▶ Data records:

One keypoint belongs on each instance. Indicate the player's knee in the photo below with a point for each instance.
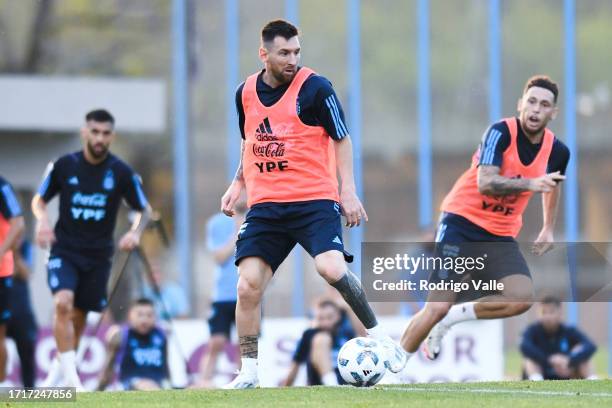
(332, 270)
(64, 304)
(437, 310)
(249, 290)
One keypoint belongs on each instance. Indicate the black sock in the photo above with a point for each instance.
(352, 292)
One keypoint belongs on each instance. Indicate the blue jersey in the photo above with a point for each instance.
(90, 196)
(538, 345)
(142, 356)
(342, 333)
(220, 229)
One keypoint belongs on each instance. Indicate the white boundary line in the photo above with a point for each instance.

▶ Task objective: Quote the full listing above word for word, leaving out the pictures.

▶ Answer to this task:
One keypoint belongs on each instance. Indicate the player's knee in the photo below with a point for each instance.
(332, 270)
(64, 304)
(437, 310)
(249, 290)
One keypoint belongs on each instance. Indicate the black sock in the photo above with a point for each instance.
(352, 292)
One keypoint belongs on each instance. Indicate the blue jersey in the photo above with a point for each instance.
(90, 196)
(538, 345)
(142, 356)
(342, 333)
(220, 229)
One keypoint belongs on each instance. Indicate the white boundary line in the photo above with a point for each instance.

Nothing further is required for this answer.